ASSIGNMENT A:
From the court opinion excerpt, list every feature of the pills that the photograph shows.
ASSIGNMENT B:
According to the court opinion excerpt, what crime was Abbott convicted of?
ASSIGNMENT C:
Continue the court opinion excerpt from its last sentence.

[Opening SUPPLIED PASSAGE section]

In Abbott v. State, 256 Ark. 558, 508 S.W.2d 733 (1974), the supreme court rejected a similar argument. Abbott was convicted of possession of amphetamine with intent to deliver. On appeal, although he admitted that he was in possession of two hundred tablets on the day he was arrested, he argued that the State failed to prove his possession of the requisite amount of amphetamine because the state chemist failed to quantitatively test the samples sent to the state health department. The chemist testified that the lab had frequently analyzed similar tablets and found them to average about eight milligrams of amphetamine per tablet. She further testified that the samples were of a similar size and similarly marked. The supreme court rejected Abbott's argument, concluding that it "would not be unreasonable for the jury to have inferred that Abbott possessed as much as 1600 milligrams of amphetamines. We certainly cannot say there was no substantial evidence that Abbott possessed more than 200 milligrams." Abbott, 256 Ark. at 561, 508 S.W.2d at 735.

In the instant case, a photograph of the pills was introduced into evidence at trial. The photograph shows that each pill is identical: they are round blue pills, pressed with a letter M in a square on one side and the number 30 pressed above a horizontal line on the other side. Although only one tablet, with a net weight of 0.1050 grams, was tested and was determined to be fentanyl and acetaminophen, the crime-lab report reflects that forty-five blue tablets, with a net weight of 4.8382 grams, were submitted for analysis. Chambers stipulated to the introduction of the laboratory-analysis report. Moreover, she admitted during her testimony that the pills she sold to the CI were, in fact, fentanyl. Viewing the evidence in the light most favorable to the State, we cannot say that the circuit court erred in denying her motion for directed verdict.

[Closing SUPPLIED PASSAGE section]
[Opening DATA FOR REVIEW section]

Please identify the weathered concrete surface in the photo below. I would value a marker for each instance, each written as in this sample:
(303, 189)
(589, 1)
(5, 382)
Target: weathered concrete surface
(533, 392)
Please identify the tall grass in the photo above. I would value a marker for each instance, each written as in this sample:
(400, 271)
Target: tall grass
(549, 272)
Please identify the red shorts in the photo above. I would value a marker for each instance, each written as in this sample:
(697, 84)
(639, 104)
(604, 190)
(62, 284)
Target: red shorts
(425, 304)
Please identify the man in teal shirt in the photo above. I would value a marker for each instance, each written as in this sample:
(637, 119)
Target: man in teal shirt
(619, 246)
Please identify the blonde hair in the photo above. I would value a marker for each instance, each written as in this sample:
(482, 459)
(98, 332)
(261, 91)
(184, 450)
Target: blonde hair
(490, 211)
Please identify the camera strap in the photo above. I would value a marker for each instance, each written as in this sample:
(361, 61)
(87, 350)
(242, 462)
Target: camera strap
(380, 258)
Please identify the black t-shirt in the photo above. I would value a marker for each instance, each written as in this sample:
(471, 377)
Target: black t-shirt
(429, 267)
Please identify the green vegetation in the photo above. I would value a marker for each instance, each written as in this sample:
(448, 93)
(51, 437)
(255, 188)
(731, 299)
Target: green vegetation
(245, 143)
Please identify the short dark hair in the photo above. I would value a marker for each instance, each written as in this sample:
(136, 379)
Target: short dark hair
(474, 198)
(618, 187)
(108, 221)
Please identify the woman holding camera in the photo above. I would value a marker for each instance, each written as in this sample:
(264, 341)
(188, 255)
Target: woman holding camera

[Closing DATA FOR REVIEW section]

RESPONSE BOX A:
- Round
- Blue
- A letter M in a square pressed on one side
- The number 30 pressed above a horizontal line on the other side

RESPONSE BOX B:
Possession of amphetamine with intent to deliver.

RESPONSE BOX C:
III. "Choice of Evils" Jury Instruction

In what is actually her first point on appeal, Chambers argues that the circuit court erred in refusing to instruct the jury regarding her "choice of evils" defense. We will not reverse the circuit court's refusal to submit an instruction to the jury absent an abuse of discretion. Calkins v. State, 2024 Ark. 23, 682 S.W.3d 681. An abuse of discretion is a high threshold that does not simply require error in the circuit court's decision but requires that the circuit court act improvidently, thoughtlessly, or without due consideration. Collins v. State, 2019 Ark. 110, 571 S.W.3d 469.

The law is clear that a party is entitled to an instruction on a defense if there is sufficient evidence to raise a question of fact or if there is any supporting evidence for the instruction. Humphrey v. State, 332 Ark. 398, 966 S.W.2d 213 (1998). In Jones v. State, 336 Ark. 191, 984 S.W.2d 432 (1999), our supreme court held that a party is entitled to a jury instruction when it is a correct statement of the law and there is some basis in the evidence to support giving the instruction. When the defendant has offered sufficient evidence to raise a question of fact concerning a defense, the instructions must fully and fairly declare the law applicable to that defense. There is no error, however, in refusing to give a jury instruction if there is no basis in the evidence to support the giving of the instruction. Yocum v. State, 325 Ark. 180, 925 S.W.2d 385 (1996). On appeal, our role is not to weigh the evidence to determine if the justification instruction should have been given; rather, we limit our consideration to whether there is any evidence tending to support the existence of a defense. Prodell v. State, 102 Ark.App. 360, 285 S.W.3d 673 (2008).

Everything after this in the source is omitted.